▶ [Task brief]:
Take the entries that follow and return exactly the lines from the one holding "Target: wooden plank" through the one holding "Target: pepper stem", both included. Nothing else is needed.

Entries taken from a collection
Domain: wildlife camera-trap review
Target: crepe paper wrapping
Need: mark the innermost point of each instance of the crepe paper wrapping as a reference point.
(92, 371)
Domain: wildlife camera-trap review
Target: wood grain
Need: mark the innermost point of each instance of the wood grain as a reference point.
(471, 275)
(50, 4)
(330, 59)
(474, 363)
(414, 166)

* * *

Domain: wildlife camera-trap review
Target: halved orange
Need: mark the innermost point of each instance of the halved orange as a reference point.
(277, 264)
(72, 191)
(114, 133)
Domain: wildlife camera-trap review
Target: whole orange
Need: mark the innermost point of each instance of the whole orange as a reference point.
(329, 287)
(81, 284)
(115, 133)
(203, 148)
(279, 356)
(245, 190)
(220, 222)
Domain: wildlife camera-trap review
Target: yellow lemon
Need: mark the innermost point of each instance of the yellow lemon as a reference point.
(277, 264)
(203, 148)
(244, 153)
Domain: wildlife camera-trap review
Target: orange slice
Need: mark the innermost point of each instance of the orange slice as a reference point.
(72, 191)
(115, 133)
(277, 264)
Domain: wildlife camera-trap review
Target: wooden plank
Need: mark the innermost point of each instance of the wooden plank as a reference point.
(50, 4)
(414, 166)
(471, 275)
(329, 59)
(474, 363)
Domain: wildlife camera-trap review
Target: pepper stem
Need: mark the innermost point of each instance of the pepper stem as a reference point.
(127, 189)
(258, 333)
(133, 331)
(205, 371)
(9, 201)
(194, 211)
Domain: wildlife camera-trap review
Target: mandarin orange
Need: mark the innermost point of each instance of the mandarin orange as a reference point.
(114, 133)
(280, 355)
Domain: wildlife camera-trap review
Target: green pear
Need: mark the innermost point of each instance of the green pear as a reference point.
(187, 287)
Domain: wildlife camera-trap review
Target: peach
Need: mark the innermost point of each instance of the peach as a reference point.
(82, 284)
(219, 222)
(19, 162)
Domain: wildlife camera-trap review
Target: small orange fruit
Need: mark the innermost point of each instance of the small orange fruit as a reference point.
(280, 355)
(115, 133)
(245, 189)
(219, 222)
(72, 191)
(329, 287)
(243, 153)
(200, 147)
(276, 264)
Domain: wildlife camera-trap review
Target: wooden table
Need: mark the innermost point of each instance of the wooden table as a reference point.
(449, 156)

▶ [Task answer]:
Target: wooden plank
Need: mark the innermost point of each instance of the wooden plank as a reference point.
(50, 4)
(414, 166)
(471, 275)
(329, 59)
(474, 363)
Domain: wildlife camera-trap review
Target: pepper stem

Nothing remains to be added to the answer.